### GIVEN EXERCISE
Please pull out every line in the records below that contains the word "avocado", and copy each one in full.
* START *
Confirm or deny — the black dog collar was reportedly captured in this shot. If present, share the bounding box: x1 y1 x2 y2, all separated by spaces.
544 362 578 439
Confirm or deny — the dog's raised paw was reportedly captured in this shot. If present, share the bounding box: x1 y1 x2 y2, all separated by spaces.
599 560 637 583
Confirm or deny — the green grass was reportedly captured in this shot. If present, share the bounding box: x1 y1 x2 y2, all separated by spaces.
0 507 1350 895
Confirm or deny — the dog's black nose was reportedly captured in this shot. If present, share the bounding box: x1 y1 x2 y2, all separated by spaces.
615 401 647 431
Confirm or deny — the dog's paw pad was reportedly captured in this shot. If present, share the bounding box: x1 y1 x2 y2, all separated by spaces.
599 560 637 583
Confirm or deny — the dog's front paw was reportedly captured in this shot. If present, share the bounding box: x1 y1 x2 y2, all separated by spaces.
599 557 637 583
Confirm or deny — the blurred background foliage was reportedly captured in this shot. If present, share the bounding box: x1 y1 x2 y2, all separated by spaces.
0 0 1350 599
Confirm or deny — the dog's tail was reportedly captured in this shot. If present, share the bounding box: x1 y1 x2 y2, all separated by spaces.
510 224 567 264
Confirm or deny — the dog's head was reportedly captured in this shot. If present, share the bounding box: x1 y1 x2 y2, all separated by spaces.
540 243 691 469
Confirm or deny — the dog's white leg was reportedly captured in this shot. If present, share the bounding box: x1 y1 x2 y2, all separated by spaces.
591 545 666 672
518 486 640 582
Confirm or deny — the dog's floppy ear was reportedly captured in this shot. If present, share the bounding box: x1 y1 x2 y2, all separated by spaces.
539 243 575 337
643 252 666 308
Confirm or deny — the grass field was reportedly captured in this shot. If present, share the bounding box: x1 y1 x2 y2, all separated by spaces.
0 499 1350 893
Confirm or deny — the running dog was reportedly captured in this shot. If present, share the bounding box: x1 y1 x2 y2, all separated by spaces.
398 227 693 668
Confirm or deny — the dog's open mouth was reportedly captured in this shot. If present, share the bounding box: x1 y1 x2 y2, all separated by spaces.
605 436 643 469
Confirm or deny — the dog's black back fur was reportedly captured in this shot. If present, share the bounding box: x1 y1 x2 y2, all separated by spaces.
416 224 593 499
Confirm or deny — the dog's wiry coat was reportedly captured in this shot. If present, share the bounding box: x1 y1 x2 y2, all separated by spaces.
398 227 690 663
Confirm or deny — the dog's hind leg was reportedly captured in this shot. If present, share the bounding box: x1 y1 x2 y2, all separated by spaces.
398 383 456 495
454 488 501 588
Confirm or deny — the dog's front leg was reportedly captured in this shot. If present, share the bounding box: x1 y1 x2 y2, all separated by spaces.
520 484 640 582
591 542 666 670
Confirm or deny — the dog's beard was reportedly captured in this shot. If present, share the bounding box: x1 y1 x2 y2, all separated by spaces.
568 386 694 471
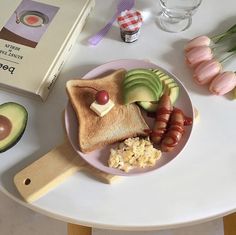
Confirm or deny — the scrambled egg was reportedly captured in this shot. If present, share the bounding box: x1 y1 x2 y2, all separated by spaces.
108 137 161 172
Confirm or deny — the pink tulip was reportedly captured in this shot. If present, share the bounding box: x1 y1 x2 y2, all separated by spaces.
193 59 222 85
185 46 213 68
209 71 236 95
184 36 211 51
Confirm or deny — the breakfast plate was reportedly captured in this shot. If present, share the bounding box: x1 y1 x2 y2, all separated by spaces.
65 59 194 176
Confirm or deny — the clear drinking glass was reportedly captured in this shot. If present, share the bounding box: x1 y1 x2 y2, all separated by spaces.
159 0 202 32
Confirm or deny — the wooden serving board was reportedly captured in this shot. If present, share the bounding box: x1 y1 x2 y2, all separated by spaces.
14 140 120 202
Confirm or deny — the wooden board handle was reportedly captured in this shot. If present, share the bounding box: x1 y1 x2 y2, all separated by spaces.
14 141 120 202
14 142 85 202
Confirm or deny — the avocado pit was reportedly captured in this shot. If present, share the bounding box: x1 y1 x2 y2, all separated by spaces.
0 115 12 140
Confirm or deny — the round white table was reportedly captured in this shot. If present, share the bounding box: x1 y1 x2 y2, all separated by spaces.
0 0 236 230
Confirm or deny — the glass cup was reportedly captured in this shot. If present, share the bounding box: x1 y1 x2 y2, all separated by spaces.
159 0 202 33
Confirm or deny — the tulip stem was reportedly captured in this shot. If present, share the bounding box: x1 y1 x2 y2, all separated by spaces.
220 51 235 63
211 32 228 41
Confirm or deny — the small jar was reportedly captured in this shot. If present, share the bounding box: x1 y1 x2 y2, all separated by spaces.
117 10 143 43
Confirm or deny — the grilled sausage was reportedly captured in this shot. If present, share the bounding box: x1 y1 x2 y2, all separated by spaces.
151 94 173 144
161 108 185 152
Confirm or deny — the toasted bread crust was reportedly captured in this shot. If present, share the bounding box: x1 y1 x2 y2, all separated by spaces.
66 69 149 153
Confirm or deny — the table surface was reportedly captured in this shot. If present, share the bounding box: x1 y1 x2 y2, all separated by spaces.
0 0 236 230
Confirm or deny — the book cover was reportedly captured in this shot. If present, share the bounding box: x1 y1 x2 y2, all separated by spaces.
0 0 94 101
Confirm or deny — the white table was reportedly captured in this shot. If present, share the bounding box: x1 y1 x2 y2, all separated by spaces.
0 0 236 230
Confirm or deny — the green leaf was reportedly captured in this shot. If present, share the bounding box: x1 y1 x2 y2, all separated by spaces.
226 24 236 34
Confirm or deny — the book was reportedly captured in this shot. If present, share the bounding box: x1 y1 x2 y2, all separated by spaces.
0 0 95 101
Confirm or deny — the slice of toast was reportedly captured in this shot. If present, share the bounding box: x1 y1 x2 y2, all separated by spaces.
66 69 149 153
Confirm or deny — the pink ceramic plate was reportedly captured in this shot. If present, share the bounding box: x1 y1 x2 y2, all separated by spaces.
65 59 194 176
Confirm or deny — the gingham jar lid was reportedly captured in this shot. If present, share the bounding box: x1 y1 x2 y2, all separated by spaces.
117 10 143 31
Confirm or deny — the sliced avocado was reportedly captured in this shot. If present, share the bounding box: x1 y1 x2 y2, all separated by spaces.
169 86 179 104
123 73 161 90
123 79 161 100
0 102 28 152
123 83 157 104
137 101 158 113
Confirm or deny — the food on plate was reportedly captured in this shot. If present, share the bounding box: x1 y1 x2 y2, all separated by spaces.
161 108 185 152
90 99 115 117
95 90 110 105
123 68 179 112
0 102 28 152
66 69 149 153
108 137 161 172
123 69 162 104
151 94 173 144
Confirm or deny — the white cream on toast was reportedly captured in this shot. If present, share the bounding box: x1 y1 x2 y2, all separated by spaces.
66 69 149 153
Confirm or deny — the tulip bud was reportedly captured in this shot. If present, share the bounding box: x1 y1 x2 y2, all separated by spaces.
185 46 213 67
193 59 222 85
209 71 236 95
184 36 211 51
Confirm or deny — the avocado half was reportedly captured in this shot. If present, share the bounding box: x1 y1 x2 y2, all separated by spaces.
0 102 28 153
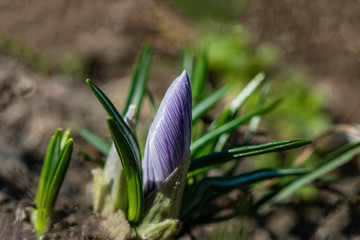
* END *
### RESPONSE BELOW
Confirm or deny — the avocado pit was reportedly captured in this shot. If present, share the bounding box: x1 y1 x2 y2, all separated by spaces.
Confirm or deny — the sliced avocado was reportedly captured in this shot. If present, share the bounding box: x1 y1 x2 y2, all separated by spaces.
Confirm or deny — the avocado half was reportedly captured in this shot. If present, share the bounding box: x1 y1 x2 y2, all separated by spaces.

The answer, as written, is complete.